**Supplied passage**
━━━━━━━━━━━━━━━━━━━━
Brad Pitt has the formula for success | Robert Hutton

This article is taken from the August-September 2025 issue of The Critic. To get the full magazine why not subscribe? Right now we’re offering five issues for just £25.


It’s blockbuster season, with race cars, zombies and superheroes fighting for control of cinemas whose chief appeal may be that they have air conditioning. First up: F1, with Brad Pitt as — stop me if you’ve heard this one before — an aging racing driver tempted back for one last job.

It’s written by Ehren Kruger and directed by Joseph Kosinski, who last worked together on Top Gun: Maverick, which starred Tom Cruise as an ageing fighter pilot tempted back for one last job. The similarities don’t end there.

Both see an actor who was huge at the end of the last century mentoring a bunch of younger actors whose names you struggle to remember. Both feature sequences involving powerful machines moving very fast, made possible by small high-definition cameras, that are breathtaking. Both feature beautiful people acting whilst wearing huge helmets.

Brad Pitt in F1 (Photo credit: Apple/Warner Bros./IMDB; Sony/IMDB)

And both feature antagonists who are vague and absent. With Maverick, the decision not to say which nuclear-curious country the US was bombing (let’s face it, probably Iran) felt like a market-maximising political decision. With F1, you feel there’s a more nakedly commercial force at work.

To watch this film is to feel the weight of its sheer effort to sell its product. More than Barbie or The Lego Movie or Transformers, this is a film that wants you to understand that Formula 1 is the summit of human achievement. See the fly-bys, the glamorous locations, the beautiful cars.

There’s less emphasis on the beautiful women than there would have been 30 years ago because the Formula 1 product is a wholesome one that the whole family can enjoy. Even when Pitt goes to bed with someone, it’s incredibly chaste. Maverick had that quality too, but it seemed a function of Cruise’s increasing distance from the rest of humanity. With Pitt, who still oozes raw sexuality, it just feels strange.

The film is enjoyable in an utterly predictable way, but you feel the filmmakers negotiating a tricky series of turns laid out for them by the product they’re trying to sell.

Apple apparently has a rule that characters aren’t allowed to use iPhones if they’re villains. In the same way F1 is constrained in how people associated with the Formula One product can be portrayed.

No one here is mean or incompetent. There are no bullies. The drivers love their mothers. The racing is exciting but not too dangerous: a horrific crash just puts a driver out for a couple of races. When an antagonist eventually has to appear, it’s made clear to us that they were someone who never really understood the Formula 1 product. No real fan of the Formula 1 product could ever be an antagonist.
━━━━━━━━━━━━━━━━━━━━
**Data below**
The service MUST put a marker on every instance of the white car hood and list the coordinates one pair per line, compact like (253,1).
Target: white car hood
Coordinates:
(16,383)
━━━━━━━━━━━━━━━━━━━━
**What needs to be done**
Reproduce everything in the F1 film review above from "It’s blockbuster season, with" down to "don’t end there.", word for word.

**Output for this task**
It’s blockbuster season, with race cars, zombies and superheroes fighting for control of cinemas whose chief appeal may be that they have air conditioning. First up: F1, with Brad Pitt as — stop me if you’ve heard this one before — an aging racing driver tempted back for one last job.

It’s written by Ehren Kruger and directed by Joseph Kosinski, who last worked together on Top Gun: Maverick, which starred Tom Cruise as an ageing fighter pilot tempted back for one last job. The similarities don’t end there.